_Task goal:_ Print the listing below word for word, omitting the pictures.
====== Material shown ======
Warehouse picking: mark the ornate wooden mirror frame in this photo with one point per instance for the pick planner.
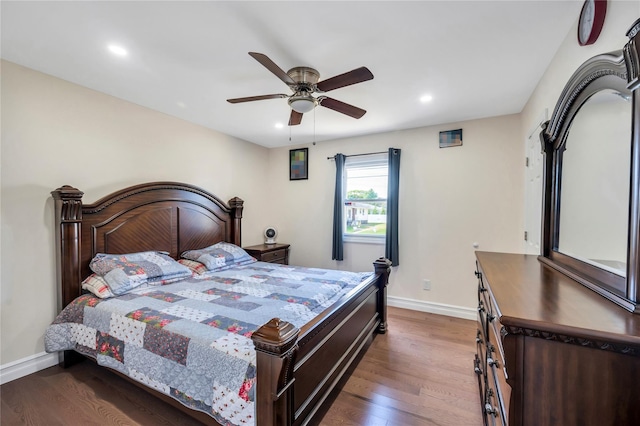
(619, 71)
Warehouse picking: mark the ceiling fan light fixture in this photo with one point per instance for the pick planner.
(302, 103)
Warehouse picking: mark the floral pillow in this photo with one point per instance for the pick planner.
(220, 256)
(195, 266)
(97, 286)
(124, 272)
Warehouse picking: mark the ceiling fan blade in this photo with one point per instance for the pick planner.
(257, 98)
(295, 118)
(271, 66)
(347, 79)
(342, 107)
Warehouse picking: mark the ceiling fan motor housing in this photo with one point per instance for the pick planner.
(304, 76)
======
_Exercise response:_
Warehouse picking: mark the ornate wooden mirror frame in this photo with one point per instance for the pick planner.
(619, 71)
Warehouse picking: mark the ceiling fan light fixture in this photo with one point per instance for the pick planner.
(302, 103)
Warehouse picking: mark the floral pillow in this photo with one point per instance for the pick planner.
(220, 256)
(195, 266)
(97, 286)
(124, 272)
Warehouse picking: mark the ceiling fan blade in this photo with one point per instance for the pick planner.
(257, 98)
(295, 118)
(271, 66)
(347, 79)
(342, 107)
Warehouse picking: mark the ceiling fan motor housing in this photo with one point per instance for the pick planner.
(304, 76)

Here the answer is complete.